→ **Task**
Give the stretch of the listing below that opens with the line containing "In which area of the image above does the man's face" and closes with the line containing "0,311 -> 1024,682" as a numbered list, leaving out any blank lines.
··········
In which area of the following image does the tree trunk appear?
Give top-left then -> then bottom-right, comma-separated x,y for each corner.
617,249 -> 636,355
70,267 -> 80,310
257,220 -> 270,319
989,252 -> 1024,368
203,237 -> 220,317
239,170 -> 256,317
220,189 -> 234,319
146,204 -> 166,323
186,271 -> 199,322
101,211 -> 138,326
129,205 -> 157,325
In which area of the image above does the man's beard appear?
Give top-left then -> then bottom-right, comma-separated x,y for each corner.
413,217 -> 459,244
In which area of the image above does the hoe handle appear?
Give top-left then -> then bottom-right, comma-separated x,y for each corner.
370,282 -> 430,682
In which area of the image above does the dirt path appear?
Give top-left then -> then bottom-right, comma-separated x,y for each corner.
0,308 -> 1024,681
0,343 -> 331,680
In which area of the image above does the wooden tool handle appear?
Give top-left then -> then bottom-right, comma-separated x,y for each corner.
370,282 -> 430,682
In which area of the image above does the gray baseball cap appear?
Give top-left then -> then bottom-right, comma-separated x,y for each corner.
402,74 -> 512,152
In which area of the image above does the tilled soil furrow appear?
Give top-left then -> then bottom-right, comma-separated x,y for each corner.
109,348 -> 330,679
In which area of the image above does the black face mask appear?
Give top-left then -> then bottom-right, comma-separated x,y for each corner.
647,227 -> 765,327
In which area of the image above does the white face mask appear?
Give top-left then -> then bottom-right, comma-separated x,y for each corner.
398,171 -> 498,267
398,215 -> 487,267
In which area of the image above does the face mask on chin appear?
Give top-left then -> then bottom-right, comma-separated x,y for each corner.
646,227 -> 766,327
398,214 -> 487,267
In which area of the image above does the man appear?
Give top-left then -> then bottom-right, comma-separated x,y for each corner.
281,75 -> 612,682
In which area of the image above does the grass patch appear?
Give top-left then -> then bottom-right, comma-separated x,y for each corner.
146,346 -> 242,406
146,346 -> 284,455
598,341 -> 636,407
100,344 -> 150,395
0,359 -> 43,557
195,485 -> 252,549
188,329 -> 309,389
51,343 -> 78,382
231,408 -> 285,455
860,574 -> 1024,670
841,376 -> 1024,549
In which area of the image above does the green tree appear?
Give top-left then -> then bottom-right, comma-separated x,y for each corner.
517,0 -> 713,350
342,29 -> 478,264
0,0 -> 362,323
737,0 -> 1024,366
··········
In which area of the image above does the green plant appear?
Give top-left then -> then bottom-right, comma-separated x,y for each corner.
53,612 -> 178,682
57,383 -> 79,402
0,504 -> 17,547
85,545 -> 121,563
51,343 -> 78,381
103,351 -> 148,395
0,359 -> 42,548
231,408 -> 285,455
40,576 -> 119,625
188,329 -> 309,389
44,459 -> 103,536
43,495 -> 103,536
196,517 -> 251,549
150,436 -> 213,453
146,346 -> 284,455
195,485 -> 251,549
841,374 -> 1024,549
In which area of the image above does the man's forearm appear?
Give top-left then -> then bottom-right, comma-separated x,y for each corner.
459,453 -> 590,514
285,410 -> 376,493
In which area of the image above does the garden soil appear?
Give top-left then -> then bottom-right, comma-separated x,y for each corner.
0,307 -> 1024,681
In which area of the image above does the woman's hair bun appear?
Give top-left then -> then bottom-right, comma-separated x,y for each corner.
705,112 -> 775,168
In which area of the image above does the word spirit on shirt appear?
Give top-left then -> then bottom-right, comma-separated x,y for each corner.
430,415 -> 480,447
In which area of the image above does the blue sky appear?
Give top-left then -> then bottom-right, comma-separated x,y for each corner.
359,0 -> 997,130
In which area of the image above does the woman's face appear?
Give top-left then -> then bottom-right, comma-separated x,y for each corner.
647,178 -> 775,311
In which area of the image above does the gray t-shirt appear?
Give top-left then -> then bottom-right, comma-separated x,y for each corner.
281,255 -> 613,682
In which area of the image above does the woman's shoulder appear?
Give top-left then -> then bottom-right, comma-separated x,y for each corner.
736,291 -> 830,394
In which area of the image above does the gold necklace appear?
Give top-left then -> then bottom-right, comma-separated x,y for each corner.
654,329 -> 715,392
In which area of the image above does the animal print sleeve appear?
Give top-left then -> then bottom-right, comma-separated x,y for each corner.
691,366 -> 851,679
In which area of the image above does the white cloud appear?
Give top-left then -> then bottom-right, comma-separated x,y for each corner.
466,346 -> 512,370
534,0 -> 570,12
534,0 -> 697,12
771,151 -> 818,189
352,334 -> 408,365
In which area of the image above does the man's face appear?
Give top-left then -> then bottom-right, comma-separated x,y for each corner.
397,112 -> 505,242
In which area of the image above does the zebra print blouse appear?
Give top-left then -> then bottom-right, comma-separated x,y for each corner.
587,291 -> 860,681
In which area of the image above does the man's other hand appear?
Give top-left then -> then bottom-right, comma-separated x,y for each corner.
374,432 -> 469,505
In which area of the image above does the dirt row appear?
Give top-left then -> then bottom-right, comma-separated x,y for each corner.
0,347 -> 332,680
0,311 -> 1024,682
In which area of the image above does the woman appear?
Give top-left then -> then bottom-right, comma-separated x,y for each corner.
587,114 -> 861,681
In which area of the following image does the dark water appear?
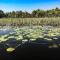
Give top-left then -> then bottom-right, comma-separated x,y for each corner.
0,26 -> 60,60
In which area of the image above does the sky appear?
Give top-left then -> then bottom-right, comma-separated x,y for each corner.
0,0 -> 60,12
··········
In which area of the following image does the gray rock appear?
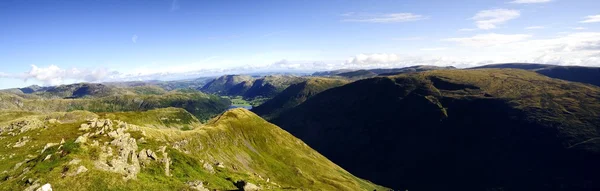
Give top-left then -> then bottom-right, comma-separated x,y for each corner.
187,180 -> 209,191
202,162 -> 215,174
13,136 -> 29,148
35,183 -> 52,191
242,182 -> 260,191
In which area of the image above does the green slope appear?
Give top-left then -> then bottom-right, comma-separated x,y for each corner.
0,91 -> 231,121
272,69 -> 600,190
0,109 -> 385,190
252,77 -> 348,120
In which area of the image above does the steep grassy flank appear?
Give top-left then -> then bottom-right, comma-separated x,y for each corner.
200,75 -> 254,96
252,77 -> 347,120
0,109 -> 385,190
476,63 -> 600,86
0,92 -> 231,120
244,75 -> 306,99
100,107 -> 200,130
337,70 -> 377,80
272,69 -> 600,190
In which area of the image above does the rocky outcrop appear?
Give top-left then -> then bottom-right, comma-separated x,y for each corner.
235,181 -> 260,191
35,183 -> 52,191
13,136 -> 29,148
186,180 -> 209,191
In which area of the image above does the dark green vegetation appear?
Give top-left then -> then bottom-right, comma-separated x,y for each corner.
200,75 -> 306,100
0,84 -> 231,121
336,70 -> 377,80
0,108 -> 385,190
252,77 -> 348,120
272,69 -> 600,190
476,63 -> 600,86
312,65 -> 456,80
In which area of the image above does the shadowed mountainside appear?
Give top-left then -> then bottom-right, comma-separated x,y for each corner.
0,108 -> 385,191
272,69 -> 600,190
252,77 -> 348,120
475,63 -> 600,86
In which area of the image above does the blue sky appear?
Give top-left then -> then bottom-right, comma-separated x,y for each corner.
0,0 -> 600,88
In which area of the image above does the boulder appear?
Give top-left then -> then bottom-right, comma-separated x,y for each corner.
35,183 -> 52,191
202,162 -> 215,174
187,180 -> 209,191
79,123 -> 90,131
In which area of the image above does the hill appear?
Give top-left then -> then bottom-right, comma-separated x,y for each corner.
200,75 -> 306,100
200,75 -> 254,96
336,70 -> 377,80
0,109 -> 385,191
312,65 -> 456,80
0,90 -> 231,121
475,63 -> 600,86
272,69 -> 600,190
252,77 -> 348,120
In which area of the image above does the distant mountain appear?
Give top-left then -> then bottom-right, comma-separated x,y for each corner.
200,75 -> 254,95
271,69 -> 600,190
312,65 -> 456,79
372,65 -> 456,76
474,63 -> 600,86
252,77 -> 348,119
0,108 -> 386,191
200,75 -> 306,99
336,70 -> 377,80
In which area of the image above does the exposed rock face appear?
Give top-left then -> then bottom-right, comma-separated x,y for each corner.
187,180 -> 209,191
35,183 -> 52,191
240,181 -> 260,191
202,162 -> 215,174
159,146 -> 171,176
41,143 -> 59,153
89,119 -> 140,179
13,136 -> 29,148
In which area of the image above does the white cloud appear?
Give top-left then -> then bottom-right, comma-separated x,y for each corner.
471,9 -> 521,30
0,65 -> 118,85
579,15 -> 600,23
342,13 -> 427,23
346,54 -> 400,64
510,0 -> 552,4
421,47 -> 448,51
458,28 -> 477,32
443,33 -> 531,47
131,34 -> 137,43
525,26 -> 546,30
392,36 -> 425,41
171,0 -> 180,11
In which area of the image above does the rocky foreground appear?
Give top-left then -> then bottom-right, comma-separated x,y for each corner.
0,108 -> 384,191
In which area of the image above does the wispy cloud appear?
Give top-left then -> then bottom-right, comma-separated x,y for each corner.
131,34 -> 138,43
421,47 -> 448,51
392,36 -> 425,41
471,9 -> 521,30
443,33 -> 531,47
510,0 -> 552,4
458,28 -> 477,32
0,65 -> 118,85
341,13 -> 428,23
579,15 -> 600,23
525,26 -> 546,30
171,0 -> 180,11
··········
→ **The reply**
1. In which area of the image above does the man's face appear?
2. Give top-left then -> then bottom-right, comma-separated x,y for each corner.
3. 397,112 -> 505,242
4. In which area of the image above does the zebra print blouse appear?
5. Give top-left then -> then bottom-right, comma-separated x,y for each corner.
6. 587,291 -> 860,681
7. In which area of the image above does the man's other hand appear?
8. Give top-left then -> then bottom-right, comma-separated x,y for each corner.
9. 374,432 -> 469,505
10. In which area of the image above does the dirt row appear?
11. Give top-left then -> then bottom-right, comma-separated x,y for each corner.
12. 0,347 -> 332,680
13. 0,311 -> 1024,682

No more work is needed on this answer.